RECORDED INFORMATION: Begin
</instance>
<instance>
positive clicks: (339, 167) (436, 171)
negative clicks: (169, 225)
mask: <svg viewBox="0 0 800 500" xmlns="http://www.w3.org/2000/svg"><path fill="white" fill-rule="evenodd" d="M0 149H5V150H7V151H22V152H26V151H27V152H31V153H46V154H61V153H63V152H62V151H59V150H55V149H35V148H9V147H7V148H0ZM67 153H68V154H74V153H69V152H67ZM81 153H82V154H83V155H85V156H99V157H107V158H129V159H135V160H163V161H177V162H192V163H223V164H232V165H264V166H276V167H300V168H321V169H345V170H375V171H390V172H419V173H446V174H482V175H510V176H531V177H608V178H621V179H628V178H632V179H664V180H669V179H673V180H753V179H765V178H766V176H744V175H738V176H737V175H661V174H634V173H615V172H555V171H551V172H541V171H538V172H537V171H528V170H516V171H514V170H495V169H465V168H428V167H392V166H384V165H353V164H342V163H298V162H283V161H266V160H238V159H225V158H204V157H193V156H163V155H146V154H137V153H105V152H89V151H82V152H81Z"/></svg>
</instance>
RECORDED INFORMATION: End
▸ INSTRUCTIONS TO FOLLOW:
From the listing above, copy every line that holds the string "clicks".

▸ FINAL ANSWER:
positive clicks: (339, 167) (436, 171)
negative clicks: (169, 225)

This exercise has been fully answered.